_What to produce_
Turn the listing below into a JSON list of strings, with one string for each line and no entries for blank lines. Leave out the picture.
------ Records shown
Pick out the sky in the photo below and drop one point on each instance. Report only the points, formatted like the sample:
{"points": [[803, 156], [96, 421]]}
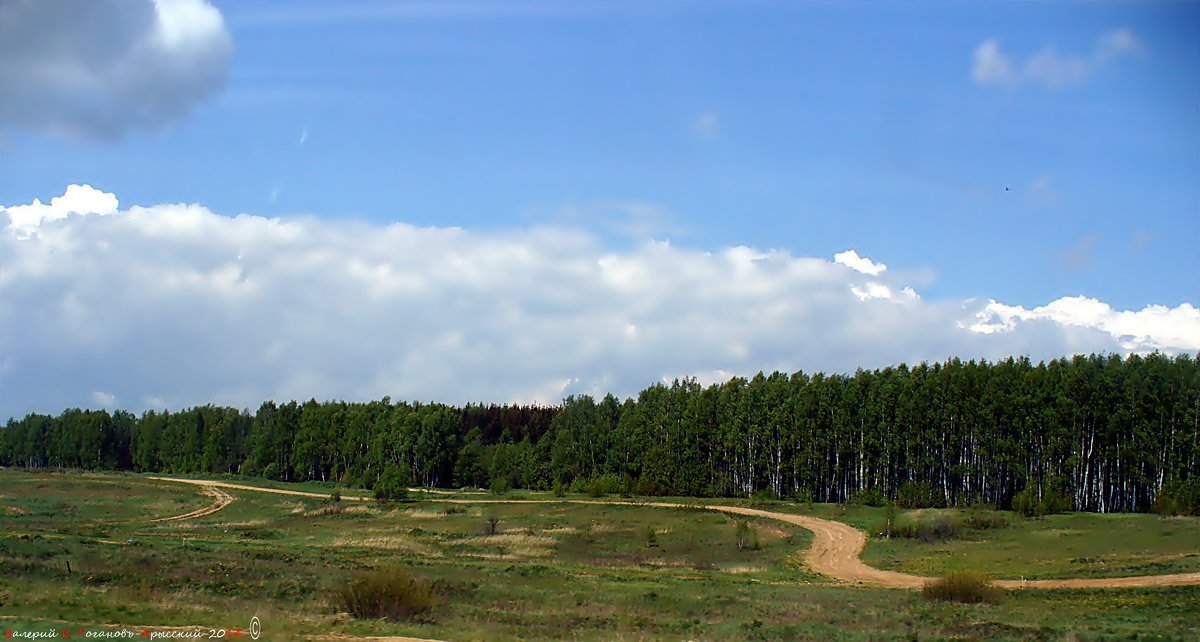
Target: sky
{"points": [[229, 202]]}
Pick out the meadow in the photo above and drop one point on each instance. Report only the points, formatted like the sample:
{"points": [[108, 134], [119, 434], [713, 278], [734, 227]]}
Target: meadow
{"points": [[91, 550]]}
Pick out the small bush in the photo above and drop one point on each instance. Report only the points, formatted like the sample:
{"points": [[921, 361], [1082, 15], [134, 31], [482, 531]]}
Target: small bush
{"points": [[597, 487], [1029, 504], [965, 587], [868, 497], [387, 593], [985, 520], [918, 496], [391, 485], [1179, 498], [803, 496], [747, 537], [936, 529], [501, 485]]}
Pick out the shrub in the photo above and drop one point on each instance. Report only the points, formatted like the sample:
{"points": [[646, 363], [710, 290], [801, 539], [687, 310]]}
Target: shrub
{"points": [[803, 496], [984, 520], [1179, 498], [939, 528], [597, 487], [385, 593], [501, 485], [1030, 505], [868, 497], [747, 537], [652, 538], [918, 496], [391, 485], [965, 587]]}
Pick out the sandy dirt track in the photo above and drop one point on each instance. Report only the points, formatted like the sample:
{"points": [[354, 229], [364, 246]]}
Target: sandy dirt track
{"points": [[834, 552], [220, 499]]}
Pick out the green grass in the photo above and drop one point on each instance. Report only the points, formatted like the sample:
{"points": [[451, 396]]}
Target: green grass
{"points": [[552, 571], [1074, 545]]}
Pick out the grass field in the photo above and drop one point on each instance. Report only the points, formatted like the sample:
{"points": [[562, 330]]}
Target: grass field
{"points": [[550, 571]]}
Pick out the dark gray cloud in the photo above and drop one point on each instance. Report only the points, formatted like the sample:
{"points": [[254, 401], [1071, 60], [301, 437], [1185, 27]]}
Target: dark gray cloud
{"points": [[101, 69]]}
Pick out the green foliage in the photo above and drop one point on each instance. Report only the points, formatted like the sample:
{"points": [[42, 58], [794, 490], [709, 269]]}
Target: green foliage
{"points": [[1029, 504], [597, 487], [918, 495], [501, 485], [928, 433], [868, 497], [965, 587], [391, 485], [391, 593], [1179, 498], [651, 535], [745, 537]]}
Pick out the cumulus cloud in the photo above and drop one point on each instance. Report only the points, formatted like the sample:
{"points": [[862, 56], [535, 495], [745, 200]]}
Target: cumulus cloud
{"points": [[1152, 328], [24, 220], [175, 305], [706, 125], [1048, 67], [851, 259], [101, 69]]}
------------
_Expected answer_
[
  "Pick out the sky in the photo below and drop one point on each instance. Report only the points, formatted like the sample:",
  "{\"points\": [[803, 156], [96, 421]]}",
  "Target: sky",
  "{\"points\": [[229, 202]]}",
  "Pick out the meadow in the photo above and drop one point on each instance. Report only the points, formatted like the sample:",
  "{\"points\": [[108, 134], [119, 434], [713, 278], [734, 227]]}",
  "Target: meadow",
  "{\"points\": [[91, 550]]}",
  "Pick out the small bush in the photo above and drop one point on each instance. Report only the points, formatted like the sample:",
  "{\"points\": [[921, 361], [1082, 15], [134, 31], [482, 531]]}",
  "Target: small bush",
  "{\"points\": [[597, 487], [1029, 504], [965, 587], [868, 497], [387, 593], [985, 520], [918, 496], [391, 485], [1179, 498], [803, 496], [747, 537], [936, 529], [501, 485]]}",
  "Pick out the shrub in the photo above and drop one point on each instance. Report only the points, formatted like the sample:",
  "{\"points\": [[646, 363], [710, 290], [801, 539], [687, 310]]}",
  "Target: shrub",
  "{\"points\": [[803, 496], [984, 520], [1179, 498], [939, 528], [597, 487], [385, 593], [501, 485], [1030, 505], [868, 497], [747, 537], [652, 538], [918, 496], [391, 485], [965, 587]]}",
  "Pick out the sandy dirt track in the photo above and drop one point on each instance. Report only the points, formatted like the sample:",
  "{\"points\": [[354, 229], [364, 246]]}",
  "Target: sandy dirt track",
  "{\"points\": [[834, 552], [220, 499]]}",
  "Pick out the green grass in the photo above and drop one point on each instance. Report only the points, formatted like the sample:",
  "{\"points\": [[451, 396]]}",
  "Target: green grass",
  "{\"points\": [[552, 571], [1074, 545]]}",
  "Pick out the grass field in the photo above and drop one point on each instance. Report only the points, formatted like the sample:",
  "{\"points\": [[562, 330]]}",
  "Target: grass field",
  "{\"points\": [[550, 571]]}",
  "Pick out the dark gray cloud in the photo above and drop one point on each instance. Report only the points, formatted like the sample:",
  "{\"points\": [[254, 401], [1071, 60], [301, 437], [1185, 27]]}",
  "Target: dark gray cloud",
  "{\"points\": [[101, 69]]}",
  "Pick out the green foliage in the photo above and drop one point on each instance. Report only the points, formatted like the sample:",
  "{\"points\": [[42, 58], [794, 490], [709, 269]]}",
  "Target: green foliage",
  "{\"points\": [[1029, 504], [597, 487], [918, 495], [501, 485], [928, 433], [868, 497], [965, 587], [391, 485], [391, 593], [1179, 498], [651, 535], [745, 537]]}",
  "Pick out the cumulus cloud in the photo above and drop one point on each instance. Report only the points, formatted like the sample:",
  "{\"points\": [[862, 56], [535, 495], [745, 200]]}",
  "Target: cumulus cloud",
  "{\"points\": [[1152, 328], [24, 220], [175, 305], [706, 125], [1048, 67], [851, 259], [101, 69]]}"
]